** Aufgaben **
A – Zitieren Sie aus dem Text über das Zugunglück von Eschede wortgetreu den Abschnitt, der mit den Worten „100 Menschen, darunter“ beginnt und mit „in den Krankenhäusern.“ endet.
B – Geben Sie aus den Datensätzen unverändert den Teil aus, der mit der Zeile beginnt, die „Expected output: one marker per instance of the sandy“ enthält, und bis zum Ende der Datensätze reicht, beide Enden eingeschlossen.

** Lesetext **

"Wie jede menschliche Hervorbringung wird die Technik niemals unfehlbar sein". Mit diesen Worten versuchte Bundespräsident Herzog auf der zentralen Trauerveranstaltung in Celle am 21. Juni, von den wahren Verantwortlichen für die schwerste Zugkatastrophe Deutschlands vor vier Wochen abzulenken. In Wirklichkeit sind die Toten und Verletzten Opfer des Profits geworden, der bei der deutschen Eisenbahn seit ihrer Privatisierung Ende 1994 an erster Stelle steht.
100 Menschen, darunter viele Kinder aus Bayern auf dem Weg in einen Pfingstferienurlaub, hatten auf grausige Weise ihr Leben verloren, als am 3. Juni um 10.59 Uhr der Hochgeschwindigkeitszug ICE 884 München-Hamburg bei einem Tempo von über 200 Stundenkilometern kurz vor dem Bahnhof Eschede (Niedersachsen) entgleiste. 88 Verletzte, unter ihnen viele Schwerstverletzte, liegen teilweise heute noch in den Krankenhäusern.

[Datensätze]

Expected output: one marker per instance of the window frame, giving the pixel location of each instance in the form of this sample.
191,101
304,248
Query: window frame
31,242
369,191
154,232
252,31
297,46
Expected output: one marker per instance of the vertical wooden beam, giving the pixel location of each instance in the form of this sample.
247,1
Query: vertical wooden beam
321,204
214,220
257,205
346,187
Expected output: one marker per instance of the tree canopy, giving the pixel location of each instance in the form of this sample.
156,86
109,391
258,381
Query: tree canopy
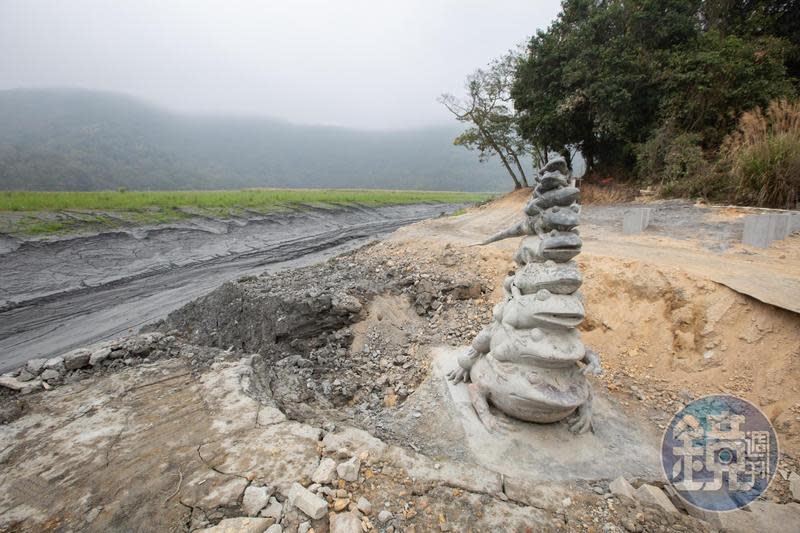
610,75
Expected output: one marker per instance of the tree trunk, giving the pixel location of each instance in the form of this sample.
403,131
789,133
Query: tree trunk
521,172
517,184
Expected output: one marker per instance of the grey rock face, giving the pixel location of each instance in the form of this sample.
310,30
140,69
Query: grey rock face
77,359
308,502
527,362
35,366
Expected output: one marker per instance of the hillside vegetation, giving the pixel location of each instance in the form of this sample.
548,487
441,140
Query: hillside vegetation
26,213
86,141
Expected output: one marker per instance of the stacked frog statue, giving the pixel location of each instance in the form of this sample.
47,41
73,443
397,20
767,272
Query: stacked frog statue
526,362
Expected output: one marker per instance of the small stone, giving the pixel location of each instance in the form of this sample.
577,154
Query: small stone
93,514
118,354
349,469
77,359
273,510
20,386
50,375
345,523
364,506
55,363
340,504
24,375
255,499
621,487
268,415
794,486
35,366
325,473
99,356
239,525
651,495
307,501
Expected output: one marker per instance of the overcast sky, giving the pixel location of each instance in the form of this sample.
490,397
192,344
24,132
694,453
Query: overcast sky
371,63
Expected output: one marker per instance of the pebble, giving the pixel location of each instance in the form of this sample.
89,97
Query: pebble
349,469
307,501
325,473
345,523
255,499
364,505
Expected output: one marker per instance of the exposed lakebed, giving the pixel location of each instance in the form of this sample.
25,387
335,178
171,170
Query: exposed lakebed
59,294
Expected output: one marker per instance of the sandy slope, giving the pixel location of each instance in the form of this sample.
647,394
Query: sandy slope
671,317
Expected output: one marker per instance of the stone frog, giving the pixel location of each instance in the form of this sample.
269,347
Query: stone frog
527,362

** Lösungen **
A –
100 Menschen, darunter viele Kinder aus Bayern auf dem Weg in einen Pfingstferienurlaub, hatten auf grausige Weise ihr Leben verloren, als am 3. Juni um 10.59 Uhr der Hochgeschwindigkeitszug ICE 884 München-Hamburg bei einem Tempo von über 200 Stundenkilometern kurz vor dem Bahnhof Eschede (Niedersachsen) entgleiste. 88 Verletzte, unter ihnen viele Schwerstverletzte, liegen teilweise heute noch in den Krankenhäusern.

B –
Expected output: one marker per instance of the sandy slope, giving the pixel location of each instance in the form of this sample.
647,394
Query: sandy slope
671,317
Expected output: one marker per instance of the stone frog, giving the pixel location of each instance in the form of this sample.
269,347
Query: stone frog
527,362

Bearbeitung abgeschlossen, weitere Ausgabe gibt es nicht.